**TAREAS POR REALIZAR:**
1 > En el texto sobre el acordeón, convierte en una lista breve el párrafo que comienza con "Pero, más allá de esos hechos lejanos". Conserva sus datos principales.
2 > Transcribe sin cambios el pasaje del texto sobre el acordeón que va desde "Y tal vez de" hasta "de música vallenata.".
╭─ FRAGMENTO DEL TEXTO
Oscar
Felipe Pardo Ramos
Cuando
Ceryl Demian patentaba el acordeón en la gélida Viena del 6 de mayo de 1829, no
imaginaba que su invento iba a ser el centro de la devoción de millones de
seres al otro lado del Oceano Atlántico y, menos aún, que en la plaza principal
de un poblado del caribe colombiano se erigiría una escultura en su honor.
Tampoco
nuestros ancestros africanos en su diáspora forzosa a este ignoto continente desde
el siglo 16, sospecharon que su accesorio acompañante: la tambora, hecha de un
tronco y piel de animal para clamar su desesperada aflicción, fuera a hacer
mixtura con un elemento alpino para deleite de enardecidos parranderos.
Con
esa misma inocencia, los indios chimilas trajeron un instrumento de fricción
fabricado con caña de lata: la guacharaca, para conformar una trifonía excelsa
y nueva, totalmente distinta a los elementos que le dieron origen.
Y tal vez de ellos, los chimilas, en el caribe
colombiano hemos heredado lo más noble de sus costumbres que era el amor por la
música, la cual interpretaban con varios instrumentos aerófonos, idiófonos y
membranófonos de fricción y percusión. Dicen los estudiosos del tema que ellos eran
excelentes músicos y que tocaban magníficamente las gaitas, tanto así, que fueron
capaces de combinar armónicamente la sinfonía musical de la triada flautas,
tambor y guacharaca. Valga recordar que solo a finales del siglo 19, décadas
después de su invención, el acordeón llegó a Colombia por el puerto de Riohacha; siendo los
vaqueros y campesinos de la vieja
provincia del Valle de Upar quienes lo incorporaron a sus
expresiones musicales y poco a poco fueron remplazando el carrizo (flauta de
caña o de millo de los indígenas chimilas) hasta convertirse en el instrumento esencial
del conjunto típico de música vallenata.
Pero,
más allá de esos hechos lejanos, existe la historia reciente de un hombre que
quiso rescatar entre los vidrios rotos de la memoria colectiva, la
representación de una de las más puras constumbres del hombre hispanoamericano:
su capacidad creativa y a través de ésta, la narración de vivencias cotidianas
y la expresión de los sentimientos mediante el canto y la música distintiva de
nuestra región. De esta manera, fue Elías Chamorro Ramos en 2009, a la sazón
Presidente de la Corporación Festival Bolivarense de Acordeón, quien tuvo la
genial idea de erigir el monumento que exhibe orgullosa la linda plaza arjonera
al lado de las torres imperiales de la iglesia, en el mismo sitio donde unas
décadas atrás se paraba religiosamente los domingos en la noche a piropear las
lindas chicas que circundaban la plaza, a falta de un mejor lugar para
divertirse.
╰─
╭─ DATOS PROPORCIONADOS
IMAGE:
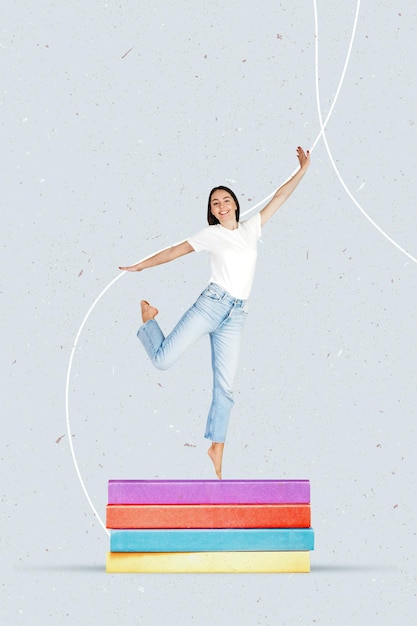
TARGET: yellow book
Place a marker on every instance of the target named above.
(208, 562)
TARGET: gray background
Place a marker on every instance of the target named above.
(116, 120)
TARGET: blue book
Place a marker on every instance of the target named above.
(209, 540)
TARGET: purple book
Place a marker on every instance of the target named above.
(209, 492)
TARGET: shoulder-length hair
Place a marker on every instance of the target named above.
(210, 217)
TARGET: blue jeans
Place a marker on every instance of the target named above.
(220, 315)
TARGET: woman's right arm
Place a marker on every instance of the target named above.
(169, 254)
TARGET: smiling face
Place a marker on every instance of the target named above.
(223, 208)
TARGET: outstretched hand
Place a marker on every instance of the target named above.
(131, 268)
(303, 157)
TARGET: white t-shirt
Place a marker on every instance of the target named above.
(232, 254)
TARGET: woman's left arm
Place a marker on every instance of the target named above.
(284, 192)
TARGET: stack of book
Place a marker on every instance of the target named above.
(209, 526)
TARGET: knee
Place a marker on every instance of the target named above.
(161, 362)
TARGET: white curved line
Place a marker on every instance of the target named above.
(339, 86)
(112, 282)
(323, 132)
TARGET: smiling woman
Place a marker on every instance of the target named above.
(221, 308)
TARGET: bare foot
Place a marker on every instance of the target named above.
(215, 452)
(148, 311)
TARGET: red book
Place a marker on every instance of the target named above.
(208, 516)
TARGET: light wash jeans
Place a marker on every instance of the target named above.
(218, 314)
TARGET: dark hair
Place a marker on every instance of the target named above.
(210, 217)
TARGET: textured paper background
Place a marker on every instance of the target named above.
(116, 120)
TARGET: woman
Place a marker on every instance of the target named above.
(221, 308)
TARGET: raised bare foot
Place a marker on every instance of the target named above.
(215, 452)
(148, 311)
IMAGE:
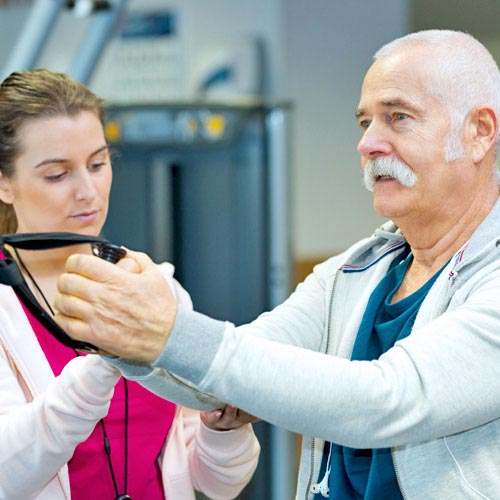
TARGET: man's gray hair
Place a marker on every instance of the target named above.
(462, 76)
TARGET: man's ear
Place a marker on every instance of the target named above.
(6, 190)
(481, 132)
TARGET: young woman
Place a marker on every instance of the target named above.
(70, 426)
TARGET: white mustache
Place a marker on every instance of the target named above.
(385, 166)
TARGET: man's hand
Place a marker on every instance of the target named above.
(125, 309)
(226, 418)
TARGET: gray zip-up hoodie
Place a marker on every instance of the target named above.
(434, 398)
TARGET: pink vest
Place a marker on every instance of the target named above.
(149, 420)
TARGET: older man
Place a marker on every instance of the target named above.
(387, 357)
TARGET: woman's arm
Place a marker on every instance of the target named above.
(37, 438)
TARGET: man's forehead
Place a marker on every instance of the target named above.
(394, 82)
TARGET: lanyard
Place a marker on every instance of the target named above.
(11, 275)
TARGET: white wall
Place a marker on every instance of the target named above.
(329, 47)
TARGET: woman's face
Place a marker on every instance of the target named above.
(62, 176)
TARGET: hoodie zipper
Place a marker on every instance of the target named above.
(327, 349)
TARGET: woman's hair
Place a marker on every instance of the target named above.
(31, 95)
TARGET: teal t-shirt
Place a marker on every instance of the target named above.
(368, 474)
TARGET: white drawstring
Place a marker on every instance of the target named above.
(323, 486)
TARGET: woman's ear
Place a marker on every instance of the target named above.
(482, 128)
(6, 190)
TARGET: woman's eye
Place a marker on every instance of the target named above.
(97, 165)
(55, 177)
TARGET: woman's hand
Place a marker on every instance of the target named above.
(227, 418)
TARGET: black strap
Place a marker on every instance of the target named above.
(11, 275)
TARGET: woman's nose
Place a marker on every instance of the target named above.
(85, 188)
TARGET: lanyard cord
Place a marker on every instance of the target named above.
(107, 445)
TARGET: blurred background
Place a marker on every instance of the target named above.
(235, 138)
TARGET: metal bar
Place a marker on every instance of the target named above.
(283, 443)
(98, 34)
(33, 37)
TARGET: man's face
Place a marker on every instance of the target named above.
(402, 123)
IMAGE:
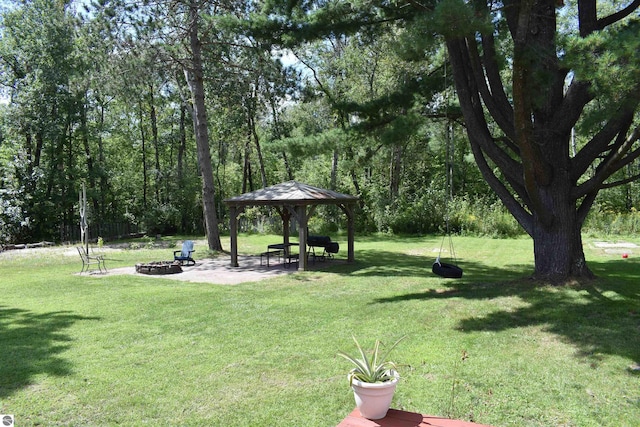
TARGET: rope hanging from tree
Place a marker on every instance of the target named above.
╰─
╭─ DATOS PROPORCIONADOS
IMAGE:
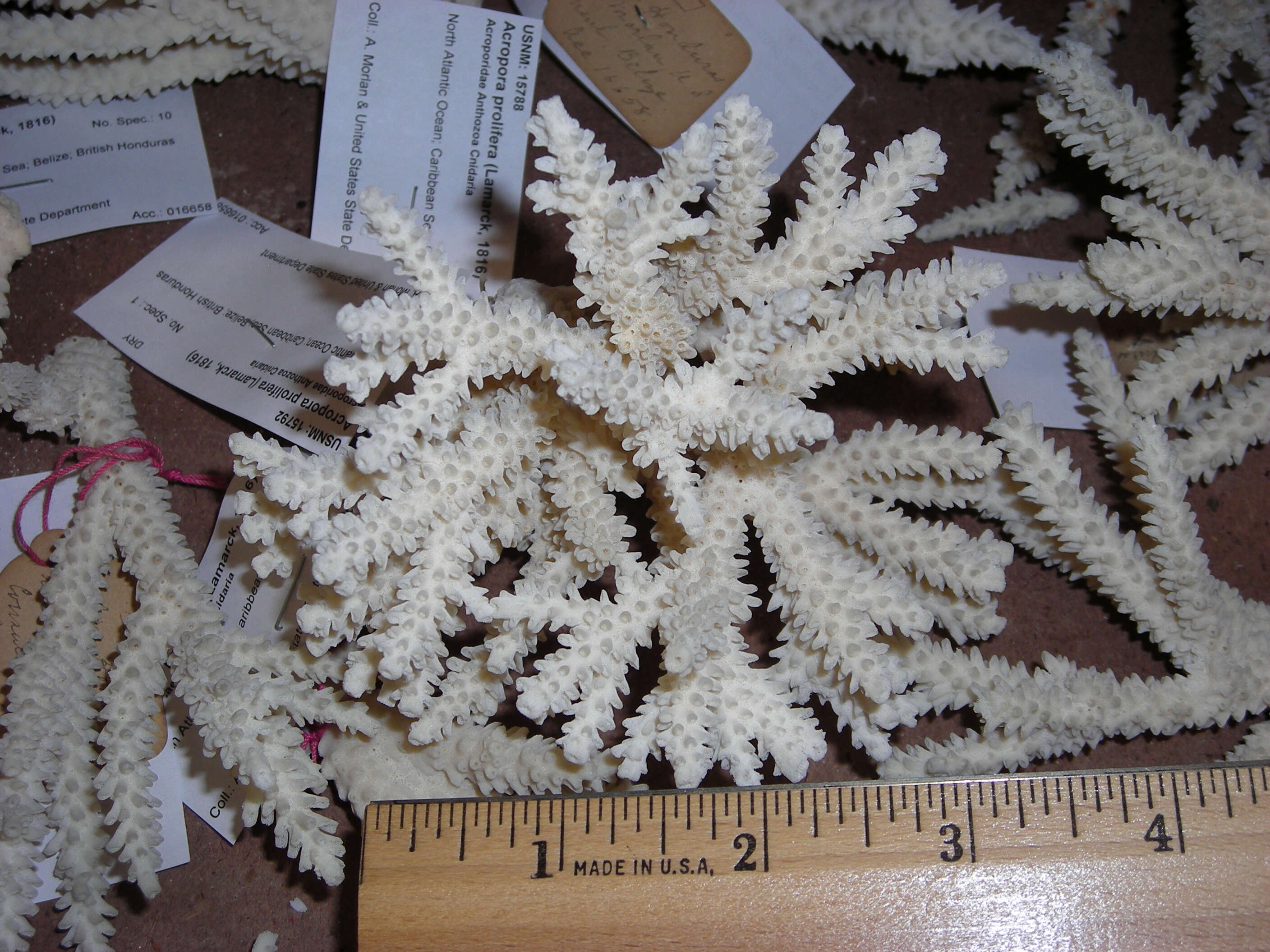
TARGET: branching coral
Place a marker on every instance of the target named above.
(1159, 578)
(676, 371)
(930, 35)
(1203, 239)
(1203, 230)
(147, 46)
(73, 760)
╰─
╭─ DATOS PROPORCIONADOS
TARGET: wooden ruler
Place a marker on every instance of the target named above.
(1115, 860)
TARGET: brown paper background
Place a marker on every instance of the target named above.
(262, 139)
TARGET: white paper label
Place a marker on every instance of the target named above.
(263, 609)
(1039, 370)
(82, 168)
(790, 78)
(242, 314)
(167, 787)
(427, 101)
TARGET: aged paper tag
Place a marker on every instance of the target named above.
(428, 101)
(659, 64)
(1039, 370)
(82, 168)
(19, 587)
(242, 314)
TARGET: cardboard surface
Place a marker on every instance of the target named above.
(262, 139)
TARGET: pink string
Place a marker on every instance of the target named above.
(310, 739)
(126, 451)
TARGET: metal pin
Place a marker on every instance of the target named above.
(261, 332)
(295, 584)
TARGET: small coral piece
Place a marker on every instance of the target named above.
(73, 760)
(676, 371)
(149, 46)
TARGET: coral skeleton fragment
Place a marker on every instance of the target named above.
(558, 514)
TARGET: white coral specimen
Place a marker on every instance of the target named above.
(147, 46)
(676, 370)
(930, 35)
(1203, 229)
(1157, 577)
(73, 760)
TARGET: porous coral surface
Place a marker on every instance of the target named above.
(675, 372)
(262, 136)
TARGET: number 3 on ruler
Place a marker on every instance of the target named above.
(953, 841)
╰─
**RESULTADOS POR TAREA:**
1 >
- Más allá de los hechos lejanos, existe la historia reciente de un hombre que quiso rescatar de la memoria colectiva una de las costumbres más puras del hombre hispanoamericano. Esa costumbre es su capacidad creativa y, a través de ella, la narración de vivencias cotidianas y la expresión de sentimientos mediante el canto y la música propia de la región.
- Ese hombre fue Elías Chamorro Ramos, que en 2009 era presidente de la Corporación Festival Bolivarense de Acordeón.
- Tuvo la idea de erigir el monumento que hoy exhibe la plaza arjonera, al lado de las torres de la iglesia.
- Está en el mismo sitio donde, décadas atrás, él se paraba los domingos por la noche a piropear a las chicas que rodeaban la plaza, a falta de un lugar mejor para divertirse.

2 >
Y tal vez de ellos, los chimilas, en el caribe
colombiano hemos heredado lo más noble de sus costumbres que era el amor por la
música, la cual interpretaban con varios instrumentos aerófonos, idiófonos y
membranófonos de fricción y percusión. Dicen los estudiosos del tema que ellos eran
excelentes músicos y que tocaban magníficamente las gaitas, tanto así, que fueron
capaces de combinar armónicamente la sinfonía musical de la triada flautas,
tambor y guacharaca. Valga recordar que solo a finales del siglo 19, décadas
después de su invención, el acordeón llegó a Colombia por el puerto de Riohacha; siendo los
vaqueros y campesinos de la vieja
provincia del Valle de Upar quienes lo incorporaron a sus
expresiones musicales y poco a poco fueron remplazando el carrizo (flauta de
caña o de millo de los indígenas chimilas) hasta convertirse en el instrumento esencial
del conjunto típico de música vallenata.